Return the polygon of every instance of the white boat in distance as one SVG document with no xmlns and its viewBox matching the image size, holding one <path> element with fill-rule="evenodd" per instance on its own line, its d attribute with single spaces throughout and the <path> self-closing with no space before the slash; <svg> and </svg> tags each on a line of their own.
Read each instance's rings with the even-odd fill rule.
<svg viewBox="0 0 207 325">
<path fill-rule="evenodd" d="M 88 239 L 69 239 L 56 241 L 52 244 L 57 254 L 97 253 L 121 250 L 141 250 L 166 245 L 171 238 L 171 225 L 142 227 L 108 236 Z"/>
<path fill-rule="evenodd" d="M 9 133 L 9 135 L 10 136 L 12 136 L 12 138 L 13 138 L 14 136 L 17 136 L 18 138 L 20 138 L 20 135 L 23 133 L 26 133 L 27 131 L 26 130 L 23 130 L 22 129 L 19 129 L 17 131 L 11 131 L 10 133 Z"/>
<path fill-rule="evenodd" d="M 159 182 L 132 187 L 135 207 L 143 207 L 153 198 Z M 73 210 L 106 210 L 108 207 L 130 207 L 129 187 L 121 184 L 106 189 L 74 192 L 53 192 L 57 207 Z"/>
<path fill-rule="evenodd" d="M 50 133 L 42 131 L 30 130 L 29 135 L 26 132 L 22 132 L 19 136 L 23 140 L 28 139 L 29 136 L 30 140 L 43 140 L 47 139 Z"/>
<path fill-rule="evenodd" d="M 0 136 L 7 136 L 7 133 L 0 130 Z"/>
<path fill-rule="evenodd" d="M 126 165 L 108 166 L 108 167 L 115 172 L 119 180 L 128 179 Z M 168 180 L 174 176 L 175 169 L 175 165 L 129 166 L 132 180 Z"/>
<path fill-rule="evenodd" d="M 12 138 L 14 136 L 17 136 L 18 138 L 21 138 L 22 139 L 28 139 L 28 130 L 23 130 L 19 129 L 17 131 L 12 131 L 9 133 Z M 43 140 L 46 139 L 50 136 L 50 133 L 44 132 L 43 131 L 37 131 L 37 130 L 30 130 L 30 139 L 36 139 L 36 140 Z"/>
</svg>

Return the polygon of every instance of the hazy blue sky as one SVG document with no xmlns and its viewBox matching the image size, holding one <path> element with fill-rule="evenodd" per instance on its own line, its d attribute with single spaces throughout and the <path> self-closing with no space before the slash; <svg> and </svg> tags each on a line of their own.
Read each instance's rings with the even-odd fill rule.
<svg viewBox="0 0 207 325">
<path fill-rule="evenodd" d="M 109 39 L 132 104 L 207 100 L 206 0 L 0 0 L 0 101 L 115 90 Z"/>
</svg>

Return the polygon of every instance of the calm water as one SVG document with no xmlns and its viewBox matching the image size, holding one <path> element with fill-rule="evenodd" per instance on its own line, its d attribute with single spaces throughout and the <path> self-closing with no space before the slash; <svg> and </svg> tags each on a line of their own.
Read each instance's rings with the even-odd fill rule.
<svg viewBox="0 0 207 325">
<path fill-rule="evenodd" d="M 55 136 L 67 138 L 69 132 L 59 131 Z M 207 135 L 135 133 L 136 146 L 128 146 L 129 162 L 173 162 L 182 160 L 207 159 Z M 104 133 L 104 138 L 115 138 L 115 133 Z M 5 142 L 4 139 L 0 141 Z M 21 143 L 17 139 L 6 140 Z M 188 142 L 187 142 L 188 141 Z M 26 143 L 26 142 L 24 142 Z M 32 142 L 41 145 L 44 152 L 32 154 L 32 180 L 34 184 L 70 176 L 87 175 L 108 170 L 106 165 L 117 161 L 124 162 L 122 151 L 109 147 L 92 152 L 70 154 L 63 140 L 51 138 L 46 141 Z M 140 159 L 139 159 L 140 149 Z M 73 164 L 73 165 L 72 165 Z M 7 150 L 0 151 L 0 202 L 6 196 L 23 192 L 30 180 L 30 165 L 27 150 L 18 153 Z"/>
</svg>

-.-.-

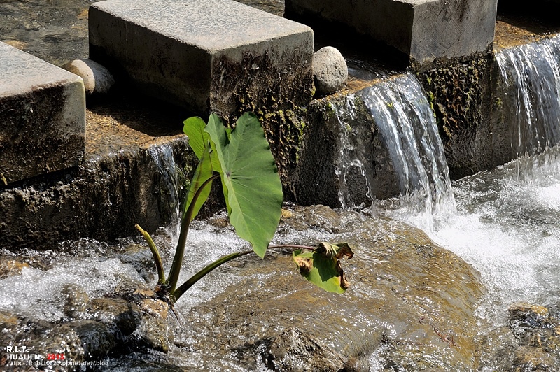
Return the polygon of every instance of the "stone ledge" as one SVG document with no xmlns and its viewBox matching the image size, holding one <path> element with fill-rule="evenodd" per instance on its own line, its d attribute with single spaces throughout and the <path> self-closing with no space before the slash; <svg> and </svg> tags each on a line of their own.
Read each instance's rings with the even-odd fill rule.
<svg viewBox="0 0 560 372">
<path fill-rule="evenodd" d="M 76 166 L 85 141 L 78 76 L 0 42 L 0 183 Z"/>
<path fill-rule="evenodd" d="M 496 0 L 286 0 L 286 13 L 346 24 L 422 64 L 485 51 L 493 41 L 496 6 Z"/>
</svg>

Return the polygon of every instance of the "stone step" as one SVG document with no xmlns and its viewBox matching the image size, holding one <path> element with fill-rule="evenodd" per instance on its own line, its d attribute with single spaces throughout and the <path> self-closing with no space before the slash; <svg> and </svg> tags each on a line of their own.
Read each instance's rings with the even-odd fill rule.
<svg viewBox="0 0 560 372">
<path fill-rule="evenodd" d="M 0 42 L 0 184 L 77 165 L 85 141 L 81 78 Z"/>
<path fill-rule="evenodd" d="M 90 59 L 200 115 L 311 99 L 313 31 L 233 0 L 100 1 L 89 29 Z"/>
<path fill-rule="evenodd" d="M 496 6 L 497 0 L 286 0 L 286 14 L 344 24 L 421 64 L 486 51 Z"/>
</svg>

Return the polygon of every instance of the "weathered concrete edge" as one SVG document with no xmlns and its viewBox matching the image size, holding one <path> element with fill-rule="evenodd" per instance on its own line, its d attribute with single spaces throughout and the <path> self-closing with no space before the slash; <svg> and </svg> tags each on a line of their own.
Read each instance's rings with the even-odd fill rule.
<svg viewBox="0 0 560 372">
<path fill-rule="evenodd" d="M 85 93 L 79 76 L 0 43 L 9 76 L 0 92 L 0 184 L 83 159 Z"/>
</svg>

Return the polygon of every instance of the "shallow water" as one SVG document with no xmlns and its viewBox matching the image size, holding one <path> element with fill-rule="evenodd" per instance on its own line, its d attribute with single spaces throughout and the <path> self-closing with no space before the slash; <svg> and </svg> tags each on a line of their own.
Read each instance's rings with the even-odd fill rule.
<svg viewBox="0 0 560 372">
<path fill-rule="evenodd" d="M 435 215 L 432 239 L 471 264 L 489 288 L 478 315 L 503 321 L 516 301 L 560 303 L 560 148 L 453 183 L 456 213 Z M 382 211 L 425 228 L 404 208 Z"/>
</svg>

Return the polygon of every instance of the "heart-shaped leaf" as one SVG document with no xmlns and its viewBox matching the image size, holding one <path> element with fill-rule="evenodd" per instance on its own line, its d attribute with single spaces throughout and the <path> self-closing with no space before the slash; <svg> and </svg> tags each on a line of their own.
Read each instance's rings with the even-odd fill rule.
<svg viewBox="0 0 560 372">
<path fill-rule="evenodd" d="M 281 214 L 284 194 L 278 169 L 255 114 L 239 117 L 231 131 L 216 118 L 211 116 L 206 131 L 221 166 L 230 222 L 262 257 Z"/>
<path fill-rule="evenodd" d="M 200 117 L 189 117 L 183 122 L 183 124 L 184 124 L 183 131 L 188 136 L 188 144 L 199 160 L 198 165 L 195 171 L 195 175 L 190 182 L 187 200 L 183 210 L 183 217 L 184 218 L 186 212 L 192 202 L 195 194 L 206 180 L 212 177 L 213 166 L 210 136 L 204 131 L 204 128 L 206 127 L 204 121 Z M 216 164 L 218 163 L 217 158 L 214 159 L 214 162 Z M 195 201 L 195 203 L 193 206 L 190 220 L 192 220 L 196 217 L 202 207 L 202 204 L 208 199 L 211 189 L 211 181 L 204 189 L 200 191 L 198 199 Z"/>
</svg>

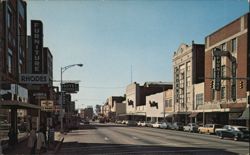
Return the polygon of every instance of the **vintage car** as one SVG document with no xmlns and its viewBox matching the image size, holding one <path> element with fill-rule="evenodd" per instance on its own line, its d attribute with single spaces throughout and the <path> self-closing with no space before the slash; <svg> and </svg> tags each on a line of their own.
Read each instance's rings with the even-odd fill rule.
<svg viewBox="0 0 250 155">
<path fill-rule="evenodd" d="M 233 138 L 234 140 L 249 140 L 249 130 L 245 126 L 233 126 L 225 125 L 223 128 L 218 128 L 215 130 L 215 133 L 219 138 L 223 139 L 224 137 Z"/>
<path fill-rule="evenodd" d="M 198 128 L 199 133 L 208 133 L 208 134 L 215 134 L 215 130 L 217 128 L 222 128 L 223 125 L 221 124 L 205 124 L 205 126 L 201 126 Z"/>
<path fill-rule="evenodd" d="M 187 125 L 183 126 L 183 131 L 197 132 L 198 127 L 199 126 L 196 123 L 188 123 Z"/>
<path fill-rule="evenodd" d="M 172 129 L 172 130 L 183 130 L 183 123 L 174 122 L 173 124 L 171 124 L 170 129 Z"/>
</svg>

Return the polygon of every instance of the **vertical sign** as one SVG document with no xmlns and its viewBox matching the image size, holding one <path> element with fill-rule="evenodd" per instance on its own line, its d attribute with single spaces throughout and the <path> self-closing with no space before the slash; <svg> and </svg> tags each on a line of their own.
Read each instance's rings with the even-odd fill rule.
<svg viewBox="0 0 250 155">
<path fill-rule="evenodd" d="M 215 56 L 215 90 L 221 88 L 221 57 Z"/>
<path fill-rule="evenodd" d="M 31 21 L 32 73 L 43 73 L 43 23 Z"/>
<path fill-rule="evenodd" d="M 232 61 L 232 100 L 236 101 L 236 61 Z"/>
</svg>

-.-.-

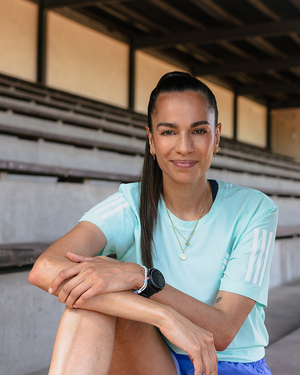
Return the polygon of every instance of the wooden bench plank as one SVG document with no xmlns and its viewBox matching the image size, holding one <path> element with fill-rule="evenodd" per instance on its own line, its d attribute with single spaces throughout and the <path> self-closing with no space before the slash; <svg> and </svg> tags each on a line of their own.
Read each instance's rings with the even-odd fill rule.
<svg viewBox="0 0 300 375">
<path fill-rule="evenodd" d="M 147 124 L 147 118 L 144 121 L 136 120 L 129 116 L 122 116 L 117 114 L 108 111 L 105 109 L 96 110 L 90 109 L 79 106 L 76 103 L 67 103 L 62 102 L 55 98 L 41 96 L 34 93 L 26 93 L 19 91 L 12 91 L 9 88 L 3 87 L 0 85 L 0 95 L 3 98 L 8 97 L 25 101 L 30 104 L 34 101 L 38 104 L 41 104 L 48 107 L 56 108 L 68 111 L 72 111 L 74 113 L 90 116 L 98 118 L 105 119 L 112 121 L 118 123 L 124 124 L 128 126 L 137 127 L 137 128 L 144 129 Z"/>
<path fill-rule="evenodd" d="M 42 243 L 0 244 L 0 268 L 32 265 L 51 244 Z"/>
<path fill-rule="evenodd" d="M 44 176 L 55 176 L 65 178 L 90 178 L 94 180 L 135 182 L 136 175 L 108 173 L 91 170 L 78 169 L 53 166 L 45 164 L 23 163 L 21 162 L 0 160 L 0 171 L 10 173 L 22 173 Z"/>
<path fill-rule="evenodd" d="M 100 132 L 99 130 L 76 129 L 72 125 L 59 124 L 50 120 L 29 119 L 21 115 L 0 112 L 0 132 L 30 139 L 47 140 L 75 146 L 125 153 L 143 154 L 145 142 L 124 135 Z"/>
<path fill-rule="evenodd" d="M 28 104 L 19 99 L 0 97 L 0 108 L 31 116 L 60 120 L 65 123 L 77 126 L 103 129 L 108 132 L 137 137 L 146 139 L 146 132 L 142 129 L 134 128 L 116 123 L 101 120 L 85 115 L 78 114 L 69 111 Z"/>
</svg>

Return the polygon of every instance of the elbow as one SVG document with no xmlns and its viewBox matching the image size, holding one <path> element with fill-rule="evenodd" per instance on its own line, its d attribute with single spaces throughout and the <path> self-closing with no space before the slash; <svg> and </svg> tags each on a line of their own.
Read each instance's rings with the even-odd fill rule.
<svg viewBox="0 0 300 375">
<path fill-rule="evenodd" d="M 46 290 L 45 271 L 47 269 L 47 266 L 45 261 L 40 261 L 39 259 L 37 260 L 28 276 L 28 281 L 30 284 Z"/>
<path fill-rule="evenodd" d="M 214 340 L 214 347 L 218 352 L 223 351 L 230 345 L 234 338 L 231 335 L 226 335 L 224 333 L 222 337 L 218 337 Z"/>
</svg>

-.-.-

Exercise objective
Gather every line of the records that contains the word "stone".

Final result
Return the polygon of every instance of the "stone ledge" as one SVG document with no xmlns and its viewBox matching the image size, holding one <path> element with fill-rule="evenodd" per instance on its own line, its d attribute with single spaces throughout and the <path> self-closing with no space before the slash; <svg> and </svg> tags each on a line of their own.
Return the polygon of every instance of the "stone step" as one SVG document with no xmlns and its viewBox matching the image size, holding one <path> element with fill-rule="evenodd" per instance on its own line, its d attribute with single spaces throughout and the <path> self-closing with no space before the slash; <svg> and </svg> tags each on a line of their own.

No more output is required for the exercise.